### Stated exercise A:
Pull out each line of the records that contains the word "breakwater".

### Article:
According to the Plaintiffs, it was the Town's desire to settle this litigation— a desire allegedly heightened by pressure exerted by its insurer—that led the Town to enter into the MAR. The DBE Litigation has been dismissed without prejudice in accordance with the terms of the MAR, which DBE and the Town claim have been met. The action now before the Court is brought by owners of real property in the Town challenging the validity of the Challenged Documents and the process used to approve them. D. The MAR

See Dewey Beach Enters., Inc. v. Town of Dewey Beach, C.A. Nos. 4426-VCN, 4991-VCN, 5711-VCN, 5833-VCN (Del. Ch. Oct. 13, 2011) (ORDER).

Generally, the MAR served as the means by which the Town and DBE settled the DBE Litigation. The MAR set forth a relatively detailed redevelopment plan for Ruddertowne. Pursuant to the MAR, DBE agreed to a broad litigation release applicable to the Town and its officials, employees, and insurers that would take effect upon the Town's approval of the Redevelopment Plan, the Town's approval of the Building Permit, and the expiration of the applicable appeal periods. The Town agreed to a similar release. DBE also agreed to indemnify (within certain limits) the Town, its officials, and its employees against any claim brought against them related to the approval of the Redevelopment Plan and the Building Permit.

Resolution, Ex. B (MAR) §§ 1-3.

Id. at § 11.

Id. at § 12.

Id. at § 13.

The Redevelopment Plan permitted the development of hotel and condominium units in a building with a height up to 45.67 feet. It also required DBE to provide certain amenities and to agree to additional restrictions on the use of the space. The amenities to be provided included a convention center, space dedicated to the Town, a bay walk with a gazebo, parking spaces, and public restrooms. Additionally, under § 7, the MAR provided that any building permit issued pursuant to the process outlined in § 8 would be valid for three years and automatically eligible for two one-year renewals, with the potential of receiving a third one-year renewal, subject to the Town Council's approval.

Id. at §§ 1-2.

Id. at § 3.

Id.

### Stated exercise B:
Revise the settlement excerpt starting at "The Redevelopment Plan permitted" and ending at "Id. at § 3.", putting "conference center" in place of "convention center".

### Record extracts:
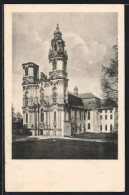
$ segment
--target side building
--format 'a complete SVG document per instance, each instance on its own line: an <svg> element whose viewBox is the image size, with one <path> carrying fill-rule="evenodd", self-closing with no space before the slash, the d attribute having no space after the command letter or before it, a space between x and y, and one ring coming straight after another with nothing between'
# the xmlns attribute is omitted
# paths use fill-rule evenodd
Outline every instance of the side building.
<svg viewBox="0 0 129 195"><path fill-rule="evenodd" d="M114 105L106 107L92 93L78 94L77 87L73 93L68 91L68 55L58 25L48 60L51 67L48 77L43 72L39 76L39 65L22 64L24 129L31 135L60 137L117 129Z"/></svg>

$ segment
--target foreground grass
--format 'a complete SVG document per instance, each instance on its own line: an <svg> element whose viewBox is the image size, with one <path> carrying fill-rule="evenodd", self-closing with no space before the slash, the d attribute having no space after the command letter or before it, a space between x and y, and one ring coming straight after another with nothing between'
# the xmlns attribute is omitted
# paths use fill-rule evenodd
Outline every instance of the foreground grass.
<svg viewBox="0 0 129 195"><path fill-rule="evenodd" d="M12 143L13 159L117 159L117 143L65 139Z"/></svg>

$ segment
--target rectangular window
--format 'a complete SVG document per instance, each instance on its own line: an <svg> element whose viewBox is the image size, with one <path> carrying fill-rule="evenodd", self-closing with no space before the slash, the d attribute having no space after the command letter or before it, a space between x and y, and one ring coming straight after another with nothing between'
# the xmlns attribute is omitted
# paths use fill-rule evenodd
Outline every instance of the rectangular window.
<svg viewBox="0 0 129 195"><path fill-rule="evenodd" d="M88 111L88 120L90 120L90 111Z"/></svg>
<svg viewBox="0 0 129 195"><path fill-rule="evenodd" d="M56 112L54 112L54 121L56 121Z"/></svg>
<svg viewBox="0 0 129 195"><path fill-rule="evenodd" d="M90 123L88 123L88 129L90 129Z"/></svg>

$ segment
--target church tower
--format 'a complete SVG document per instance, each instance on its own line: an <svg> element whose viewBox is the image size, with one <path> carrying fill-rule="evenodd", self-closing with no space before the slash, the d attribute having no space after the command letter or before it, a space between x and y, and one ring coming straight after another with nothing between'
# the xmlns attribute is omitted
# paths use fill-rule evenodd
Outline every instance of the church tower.
<svg viewBox="0 0 129 195"><path fill-rule="evenodd" d="M23 124L24 128L35 129L38 125L39 66L33 62L22 64L23 67Z"/></svg>
<svg viewBox="0 0 129 195"><path fill-rule="evenodd" d="M68 103L68 79L67 79L67 52L65 50L65 42L62 39L62 33L57 24L54 32L54 38L51 41L49 50L49 63L51 72L49 80L51 81L53 102L56 104Z"/></svg>

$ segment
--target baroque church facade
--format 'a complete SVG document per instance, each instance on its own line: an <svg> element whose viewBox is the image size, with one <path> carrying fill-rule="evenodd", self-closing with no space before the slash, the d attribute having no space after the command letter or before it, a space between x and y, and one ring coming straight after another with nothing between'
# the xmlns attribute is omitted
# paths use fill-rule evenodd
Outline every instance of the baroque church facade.
<svg viewBox="0 0 129 195"><path fill-rule="evenodd" d="M31 135L72 136L84 132L117 129L117 107L104 105L92 93L68 91L68 55L62 33L57 28L48 55L49 77L33 62L23 67L23 125Z"/></svg>

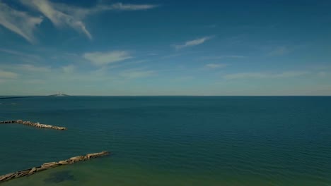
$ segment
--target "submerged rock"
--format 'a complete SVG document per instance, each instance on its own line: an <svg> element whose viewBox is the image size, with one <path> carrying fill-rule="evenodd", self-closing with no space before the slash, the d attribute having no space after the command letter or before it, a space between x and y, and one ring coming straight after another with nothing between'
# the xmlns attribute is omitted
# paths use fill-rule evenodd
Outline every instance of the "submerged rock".
<svg viewBox="0 0 331 186"><path fill-rule="evenodd" d="M44 180L45 183L59 183L65 181L75 181L76 179L69 170L62 170L52 173Z"/></svg>

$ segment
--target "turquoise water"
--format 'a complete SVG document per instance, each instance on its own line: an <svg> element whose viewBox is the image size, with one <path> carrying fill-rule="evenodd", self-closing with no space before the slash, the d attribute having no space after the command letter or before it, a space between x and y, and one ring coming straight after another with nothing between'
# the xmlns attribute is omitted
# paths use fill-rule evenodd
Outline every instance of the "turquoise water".
<svg viewBox="0 0 331 186"><path fill-rule="evenodd" d="M331 185L330 97L0 99L0 175L109 150L1 185Z"/></svg>

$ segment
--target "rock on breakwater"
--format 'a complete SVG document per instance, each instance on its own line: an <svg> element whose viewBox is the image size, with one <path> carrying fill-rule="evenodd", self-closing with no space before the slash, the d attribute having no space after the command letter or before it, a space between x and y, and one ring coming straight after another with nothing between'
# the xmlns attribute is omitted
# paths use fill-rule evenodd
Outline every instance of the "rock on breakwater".
<svg viewBox="0 0 331 186"><path fill-rule="evenodd" d="M0 124L6 124L6 123L18 123L18 124L23 124L23 125L33 126L35 128L49 128L49 129L55 129L55 130L66 130L66 128L53 126L53 125L45 125L45 124L40 124L39 123L33 123L31 121L25 121L22 120L0 121Z"/></svg>
<svg viewBox="0 0 331 186"><path fill-rule="evenodd" d="M73 164L78 161L82 161L86 160L89 160L93 158L98 158L100 156L104 156L110 154L109 151L104 151L98 153L88 154L85 156L78 156L75 157L70 158L66 160L62 160L58 162L50 162L45 163L38 167L33 167L29 169L17 171L16 173L11 173L0 176L0 183L2 182L8 181L14 178L18 178L24 176L28 176L35 173L45 170L50 168L58 167L63 165Z"/></svg>

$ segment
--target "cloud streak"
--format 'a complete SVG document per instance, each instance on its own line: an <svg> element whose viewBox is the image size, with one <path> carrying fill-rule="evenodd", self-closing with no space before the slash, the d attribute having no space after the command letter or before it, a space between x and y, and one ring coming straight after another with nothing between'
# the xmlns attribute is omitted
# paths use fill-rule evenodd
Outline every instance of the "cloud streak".
<svg viewBox="0 0 331 186"><path fill-rule="evenodd" d="M126 51L86 53L83 57L95 66L106 66L132 58Z"/></svg>
<svg viewBox="0 0 331 186"><path fill-rule="evenodd" d="M207 68L224 68L227 66L226 64L223 63L209 63L204 66Z"/></svg>
<svg viewBox="0 0 331 186"><path fill-rule="evenodd" d="M211 39L212 37L210 37L210 36L204 37L199 38L199 39L197 39L187 41L187 42L185 42L183 44L175 44L175 45L174 45L174 46L175 46L175 49L176 49L178 50L183 49L183 48L194 46L202 44L204 43L205 42Z"/></svg>
<svg viewBox="0 0 331 186"><path fill-rule="evenodd" d="M87 30L83 18L92 13L105 11L141 11L157 7L152 4L123 4L117 3L112 5L98 5L90 8L83 8L64 4L52 3L49 0L21 0L22 4L42 13L57 27L69 27L84 34L88 39L93 37Z"/></svg>
<svg viewBox="0 0 331 186"><path fill-rule="evenodd" d="M120 75L127 79L136 79L151 76L155 75L155 73L156 72L154 70L132 69L121 73Z"/></svg>
<svg viewBox="0 0 331 186"><path fill-rule="evenodd" d="M49 18L53 24L58 27L69 26L78 32L82 32L90 39L92 35L87 30L84 23L69 14L66 14L58 8L55 4L47 0L21 0L21 2L31 8L42 13Z"/></svg>
<svg viewBox="0 0 331 186"><path fill-rule="evenodd" d="M223 76L226 80L248 79L248 78L294 78L309 74L306 71L286 71L281 73L243 73L228 74Z"/></svg>
<svg viewBox="0 0 331 186"><path fill-rule="evenodd" d="M16 11L0 1L0 25L23 37L30 43L35 39L33 32L42 18Z"/></svg>
<svg viewBox="0 0 331 186"><path fill-rule="evenodd" d="M18 77L18 75L17 73L0 70L0 78L1 79L16 79Z"/></svg>

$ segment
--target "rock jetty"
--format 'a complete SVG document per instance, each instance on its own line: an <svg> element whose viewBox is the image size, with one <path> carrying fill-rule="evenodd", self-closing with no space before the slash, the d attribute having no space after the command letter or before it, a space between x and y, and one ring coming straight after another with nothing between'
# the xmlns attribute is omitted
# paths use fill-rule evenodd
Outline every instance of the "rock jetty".
<svg viewBox="0 0 331 186"><path fill-rule="evenodd" d="M45 125L45 124L40 124L39 123L33 123L33 122L25 121L22 120L0 121L0 124L4 124L4 123L18 123L18 124L23 124L23 125L33 126L35 128L49 128L49 129L55 129L55 130L66 130L66 128L53 126L53 125Z"/></svg>
<svg viewBox="0 0 331 186"><path fill-rule="evenodd" d="M0 183L1 183L2 182L5 182L5 181L14 179L14 178L28 176L28 175L35 174L35 173L45 170L50 168L58 167L58 166L63 166L63 165L73 164L78 161L89 160L91 159L104 156L108 154L110 154L110 152L105 151L101 151L101 152L98 152L98 153L88 154L86 156L78 156L72 157L69 159L62 160L62 161L59 161L59 162L45 163L38 167L33 167L29 169L17 171L16 173L0 175Z"/></svg>

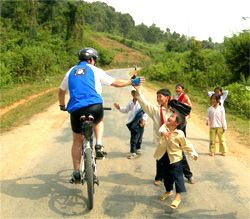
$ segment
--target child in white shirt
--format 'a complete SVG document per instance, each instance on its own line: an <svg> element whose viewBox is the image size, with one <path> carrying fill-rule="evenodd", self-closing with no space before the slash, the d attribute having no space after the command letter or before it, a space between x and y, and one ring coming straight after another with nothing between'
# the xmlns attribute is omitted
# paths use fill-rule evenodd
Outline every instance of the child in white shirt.
<svg viewBox="0 0 250 219"><path fill-rule="evenodd" d="M128 159L135 158L136 155L141 154L141 143L144 133L144 126L148 119L148 115L144 113L141 109L135 97L136 89L132 87L131 95L133 99L125 107L120 107L118 103L114 103L114 107L118 109L121 113L128 113L131 111L128 117L128 129L130 130L130 154Z"/></svg>
<svg viewBox="0 0 250 219"><path fill-rule="evenodd" d="M227 146L225 139L225 132L227 130L227 122L225 117L224 107L220 106L220 95L213 94L211 96L211 103L207 110L207 122L206 125L210 126L210 156L214 156L216 152L216 136L219 137L220 147L219 151L222 156L226 155Z"/></svg>
<svg viewBox="0 0 250 219"><path fill-rule="evenodd" d="M220 95L220 105L224 107L224 101L227 98L228 90L222 91L221 87L216 87L213 91L208 91L209 97L211 97L213 94L219 94Z"/></svg>

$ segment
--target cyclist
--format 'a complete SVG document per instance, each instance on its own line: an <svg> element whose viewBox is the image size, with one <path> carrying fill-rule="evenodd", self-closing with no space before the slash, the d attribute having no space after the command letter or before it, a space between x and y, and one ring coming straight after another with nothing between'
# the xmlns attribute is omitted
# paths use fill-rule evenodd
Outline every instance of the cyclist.
<svg viewBox="0 0 250 219"><path fill-rule="evenodd" d="M67 104L67 111L70 113L71 128L73 131L72 160L73 177L72 183L80 182L80 161L83 136L81 135L80 117L84 113L94 116L93 129L96 137L96 157L103 158L106 154L103 150L102 140L104 133L103 122L103 99L101 97L102 85L114 87L125 87L129 85L141 85L144 77L136 79L120 80L111 77L104 70L97 68L96 62L98 52L90 47L79 51L80 62L72 67L65 75L58 93L59 106L61 110L66 110L65 94L69 90L70 99Z"/></svg>

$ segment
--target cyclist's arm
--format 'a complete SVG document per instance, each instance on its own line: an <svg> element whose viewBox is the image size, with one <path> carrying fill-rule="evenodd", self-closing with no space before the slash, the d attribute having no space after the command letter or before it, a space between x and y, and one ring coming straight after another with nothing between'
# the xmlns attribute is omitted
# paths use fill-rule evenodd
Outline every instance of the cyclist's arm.
<svg viewBox="0 0 250 219"><path fill-rule="evenodd" d="M60 88L58 92L58 99L59 99L60 106L65 106L65 95L66 95L66 91Z"/></svg>
<svg viewBox="0 0 250 219"><path fill-rule="evenodd" d="M111 84L113 87L125 87L128 85L131 85L132 82L131 80L120 80L120 79L115 79L114 82Z"/></svg>
<svg viewBox="0 0 250 219"><path fill-rule="evenodd" d="M142 85L145 82L144 77L140 77L140 85ZM121 79L115 79L114 82L111 84L111 86L113 87L125 87L125 86L129 86L132 85L132 81L129 80L121 80Z"/></svg>

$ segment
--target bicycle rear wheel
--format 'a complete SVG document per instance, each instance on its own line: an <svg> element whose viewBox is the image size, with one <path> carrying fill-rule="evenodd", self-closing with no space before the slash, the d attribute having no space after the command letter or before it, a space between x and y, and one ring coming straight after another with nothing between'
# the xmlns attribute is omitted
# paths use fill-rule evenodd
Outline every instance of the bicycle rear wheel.
<svg viewBox="0 0 250 219"><path fill-rule="evenodd" d="M87 148L85 151L86 155L86 181L87 181L87 191L89 200L89 209L94 206L94 173L92 167L92 151Z"/></svg>

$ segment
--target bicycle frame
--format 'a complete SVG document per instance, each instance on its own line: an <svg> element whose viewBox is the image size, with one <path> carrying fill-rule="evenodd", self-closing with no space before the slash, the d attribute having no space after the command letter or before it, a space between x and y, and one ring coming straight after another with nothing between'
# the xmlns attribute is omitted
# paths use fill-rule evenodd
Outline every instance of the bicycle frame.
<svg viewBox="0 0 250 219"><path fill-rule="evenodd" d="M97 180L97 167L96 167L96 158L93 150L93 136L91 136L90 140L84 139L82 144L82 166L81 166L81 173L82 173L82 184L85 183L86 177L85 177L85 166L86 166L86 159L85 159L85 151L87 148L91 149L92 154L92 162L93 162L93 173L94 173L94 180L97 185L99 185L99 181Z"/></svg>

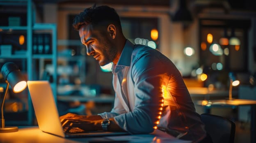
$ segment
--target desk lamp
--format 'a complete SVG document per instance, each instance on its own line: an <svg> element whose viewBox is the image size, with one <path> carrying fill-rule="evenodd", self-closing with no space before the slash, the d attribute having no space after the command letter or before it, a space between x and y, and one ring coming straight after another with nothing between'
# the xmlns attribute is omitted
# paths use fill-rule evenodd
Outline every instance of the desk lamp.
<svg viewBox="0 0 256 143"><path fill-rule="evenodd" d="M2 118L0 125L0 133L14 132L18 130L17 127L5 127L4 118L4 105L6 95L8 91L9 85L12 87L14 93L18 93L23 91L27 87L25 79L22 76L18 66L13 63L8 62L5 64L2 67L1 72L7 86L3 99L1 107Z"/></svg>
<svg viewBox="0 0 256 143"><path fill-rule="evenodd" d="M233 72L230 72L229 74L229 80L230 81L230 84L229 85L229 99L232 100L232 92L233 86L238 86L240 84L239 80L237 80L235 79L235 77Z"/></svg>

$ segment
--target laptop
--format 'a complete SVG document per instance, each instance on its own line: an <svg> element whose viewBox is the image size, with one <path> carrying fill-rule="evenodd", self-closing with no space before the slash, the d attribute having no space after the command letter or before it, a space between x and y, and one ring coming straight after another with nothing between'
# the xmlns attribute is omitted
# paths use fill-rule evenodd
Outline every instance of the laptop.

### Expected output A:
--target "rock on breakwater"
Outline every instance of the "rock on breakwater".

### Expected output B:
The Redevelopment Plan permitted the development of hotel and condominium units in a building with a height up to 45.67 feet. It also required DBE to provide certain amenities and to agree to additional restrictions on the use of the space. The amenities to be provided included a conference center, space dedicated to the Town, a bay walk with a gazebo, parking spaces, and public restrooms. Additionally, under § 7, the MAR provided that any building permit issued pursuant to the process outlined in § 8 would be valid for three years and automatically eligible for two one-year renewals, with the potential of receiving a third one-year renewal, subject to the Town Council's approval.

Id. at §§ 1-2.

Id. at § 3.